[Excerpts from a pointing dataset]
►

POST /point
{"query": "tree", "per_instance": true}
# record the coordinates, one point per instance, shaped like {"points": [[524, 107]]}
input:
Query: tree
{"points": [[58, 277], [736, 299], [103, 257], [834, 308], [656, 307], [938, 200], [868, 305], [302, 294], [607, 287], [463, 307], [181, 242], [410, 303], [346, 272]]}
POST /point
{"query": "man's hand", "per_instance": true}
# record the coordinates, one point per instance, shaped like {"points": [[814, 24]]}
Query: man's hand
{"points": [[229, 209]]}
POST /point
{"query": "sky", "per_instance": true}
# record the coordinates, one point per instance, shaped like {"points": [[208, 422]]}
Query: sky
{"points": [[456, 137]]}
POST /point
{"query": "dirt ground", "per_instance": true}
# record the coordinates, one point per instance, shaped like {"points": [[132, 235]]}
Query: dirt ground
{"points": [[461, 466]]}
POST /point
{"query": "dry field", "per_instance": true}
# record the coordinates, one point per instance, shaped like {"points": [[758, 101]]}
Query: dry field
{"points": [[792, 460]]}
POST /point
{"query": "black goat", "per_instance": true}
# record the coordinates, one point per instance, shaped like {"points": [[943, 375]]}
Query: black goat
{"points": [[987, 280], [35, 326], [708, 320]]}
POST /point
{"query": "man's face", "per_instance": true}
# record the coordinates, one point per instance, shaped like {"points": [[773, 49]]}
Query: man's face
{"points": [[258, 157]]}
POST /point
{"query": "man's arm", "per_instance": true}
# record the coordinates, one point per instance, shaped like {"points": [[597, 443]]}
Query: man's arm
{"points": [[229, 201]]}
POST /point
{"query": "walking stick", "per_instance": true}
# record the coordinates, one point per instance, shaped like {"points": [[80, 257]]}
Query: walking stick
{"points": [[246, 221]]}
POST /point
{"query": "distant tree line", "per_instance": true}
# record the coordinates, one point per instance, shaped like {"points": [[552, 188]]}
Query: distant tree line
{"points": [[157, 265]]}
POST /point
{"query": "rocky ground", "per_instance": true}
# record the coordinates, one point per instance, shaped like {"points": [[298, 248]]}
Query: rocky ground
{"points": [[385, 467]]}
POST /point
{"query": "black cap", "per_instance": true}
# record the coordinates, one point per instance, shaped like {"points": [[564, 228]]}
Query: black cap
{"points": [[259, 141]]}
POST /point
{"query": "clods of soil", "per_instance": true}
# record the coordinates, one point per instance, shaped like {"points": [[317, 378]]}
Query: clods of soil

◄

### WRITTEN REQUEST
Convert every line of the data above into a JSON list of strings, one string per line, and leave out any blank lines.

### RESPONSE TO THIS EXERCISE
[
  "POST /point",
  "{\"query\": \"tree\", \"per_instance\": true}",
  "# record the coordinates, one point per instance, shaped like {\"points\": [[524, 107]]}",
  "input:",
  "Query: tree",
  "{\"points\": [[58, 277], [736, 299], [103, 257], [834, 308], [656, 307], [938, 200], [868, 305], [302, 294], [607, 287], [463, 307], [181, 242], [410, 303], [346, 272]]}",
  "POST /point",
  "{\"query\": \"man's hand\", \"per_instance\": true}",
  "# record the coordinates, one point per instance, shaped like {\"points\": [[814, 24]]}",
  "Query: man's hand",
  "{\"points\": [[229, 209]]}",
  "POST /point",
  "{\"query\": \"sky\", \"per_instance\": true}",
  "# record the coordinates, one point per instance, shaped like {\"points\": [[208, 422]]}",
  "Query: sky",
  "{\"points\": [[456, 137]]}",
  "POST /point",
  "{\"query\": \"dirt ground\", \"per_instance\": true}",
  "# record the coordinates, one point per instance, shaped like {\"points\": [[132, 235]]}",
  "Query: dirt ground",
  "{\"points\": [[461, 466]]}",
  "POST /point",
  "{\"query\": \"dry field\", \"per_instance\": true}",
  "# record the coordinates, one point per instance, shaped like {\"points\": [[758, 101]]}",
  "Query: dry field",
  "{\"points\": [[792, 460]]}",
  "POST /point",
  "{\"query\": \"black goat\", \"per_instance\": true}",
  "# record the coordinates, one point per instance, shaped like {\"points\": [[943, 375]]}",
  "Query: black goat",
  "{\"points\": [[987, 280], [35, 326], [708, 320]]}",
  "POST /point",
  "{\"query\": \"man's face\", \"per_instance\": true}",
  "# record the coordinates, one point per instance, shaped like {\"points\": [[773, 49]]}",
  "Query: man's face",
  "{\"points\": [[258, 157]]}",
  "POST /point",
  "{\"query\": \"man's arm\", \"per_instance\": true}",
  "# record the coordinates, one point per instance, shaped like {\"points\": [[597, 443]]}",
  "Query: man's arm",
  "{\"points\": [[229, 201]]}",
  "POST /point",
  "{\"query\": \"walking stick\", \"per_instance\": true}",
  "# record the coordinates, one point per instance, shaped like {\"points\": [[80, 257]]}",
  "Query: walking stick",
  "{\"points\": [[246, 221]]}",
  "POST /point",
  "{\"query\": \"distant tree line\", \"per_instance\": true}",
  "# record the coordinates, one point per instance, shaped like {\"points\": [[552, 188]]}",
  "Query: distant tree line",
  "{\"points\": [[157, 265]]}",
  "POST /point",
  "{\"query\": \"rocky ground\", \"per_instance\": true}",
  "# record the coordinates, one point per instance, shaped like {\"points\": [[298, 248]]}",
  "Query: rocky ground",
  "{\"points\": [[385, 467]]}",
  "POST /point",
  "{\"query\": \"black cap\", \"per_instance\": true}",
  "# record the coordinates, one point per instance, shaped like {\"points\": [[564, 228]]}",
  "Query: black cap",
  "{\"points\": [[259, 141]]}",
  "POST /point",
  "{\"query\": \"clods of soil\", \"per_instance\": true}",
  "# record the coordinates, one point per instance, shaped like {\"points\": [[317, 378]]}",
  "Query: clods of soil"
]